DIRECTIONS
Please gather every line in the data below that contains the string "awning". Case matters.

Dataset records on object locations
"""
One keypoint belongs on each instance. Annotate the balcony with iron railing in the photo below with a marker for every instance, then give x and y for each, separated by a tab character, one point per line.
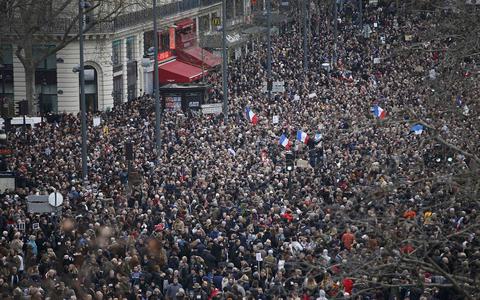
170	9
62	25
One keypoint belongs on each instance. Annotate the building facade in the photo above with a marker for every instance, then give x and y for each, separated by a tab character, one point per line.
117	67
113	54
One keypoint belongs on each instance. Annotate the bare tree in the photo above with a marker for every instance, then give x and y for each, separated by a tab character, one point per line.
54	22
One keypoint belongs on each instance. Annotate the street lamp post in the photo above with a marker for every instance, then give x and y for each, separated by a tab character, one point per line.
335	25
158	142
225	61
360	7
269	45
305	36
290	165
41	101
83	109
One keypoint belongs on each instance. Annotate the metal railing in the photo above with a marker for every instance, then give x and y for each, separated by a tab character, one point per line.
61	25
145	15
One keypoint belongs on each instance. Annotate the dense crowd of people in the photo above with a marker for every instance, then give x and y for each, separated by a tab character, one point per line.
220	217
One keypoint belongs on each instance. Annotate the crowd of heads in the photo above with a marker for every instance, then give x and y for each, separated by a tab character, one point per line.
206	222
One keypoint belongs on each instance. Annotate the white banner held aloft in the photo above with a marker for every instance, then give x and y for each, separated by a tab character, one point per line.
275	120
212	108
96	121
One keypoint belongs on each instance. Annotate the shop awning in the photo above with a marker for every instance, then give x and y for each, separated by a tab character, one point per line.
196	56
176	71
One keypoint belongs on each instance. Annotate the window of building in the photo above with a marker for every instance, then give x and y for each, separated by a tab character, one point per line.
203	23
117	52
130	48
164	41
6	55
50	63
46	79
239	7
6	81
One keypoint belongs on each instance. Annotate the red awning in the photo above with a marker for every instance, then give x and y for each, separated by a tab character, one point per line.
178	72
184	23
195	56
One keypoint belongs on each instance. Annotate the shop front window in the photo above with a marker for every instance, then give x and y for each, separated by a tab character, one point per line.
130	48
117	52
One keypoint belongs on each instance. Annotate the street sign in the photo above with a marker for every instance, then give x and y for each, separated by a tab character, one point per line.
212	108
216	21
55	199
38	204
277	87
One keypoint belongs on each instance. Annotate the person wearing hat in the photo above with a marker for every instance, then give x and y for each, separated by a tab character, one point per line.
198	292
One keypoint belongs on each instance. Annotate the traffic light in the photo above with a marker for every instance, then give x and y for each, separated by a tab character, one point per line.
129	150
289	160
269	85
22	108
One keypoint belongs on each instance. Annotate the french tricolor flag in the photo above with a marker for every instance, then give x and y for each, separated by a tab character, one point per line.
302	136
251	116
285	142
379	112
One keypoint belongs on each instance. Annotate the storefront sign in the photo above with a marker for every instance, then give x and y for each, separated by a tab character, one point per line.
212	108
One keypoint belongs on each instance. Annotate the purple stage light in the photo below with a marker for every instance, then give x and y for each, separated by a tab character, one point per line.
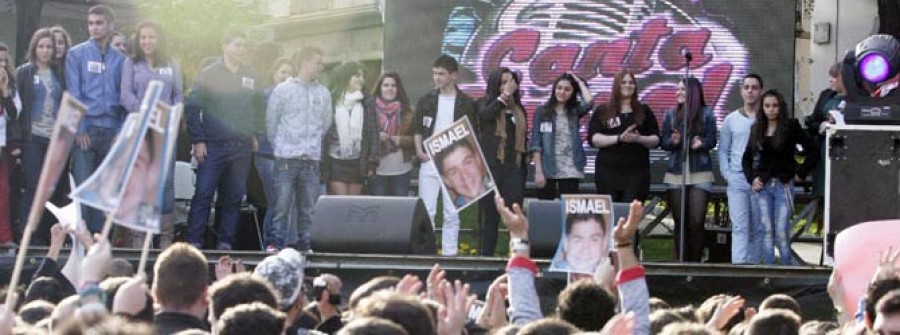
"""
EXERCISE RESPONSE
One keypoint belongs on each instance. Annotate the shop awning in the photo above with a marker for every instance, then give x and y for each, separated by a tab character, one point per line.
One keypoint belongs on each instance. Annotate the red awning in the photo above with a marker for every instance, then give x and y for each, separated by a tab character, one point per line.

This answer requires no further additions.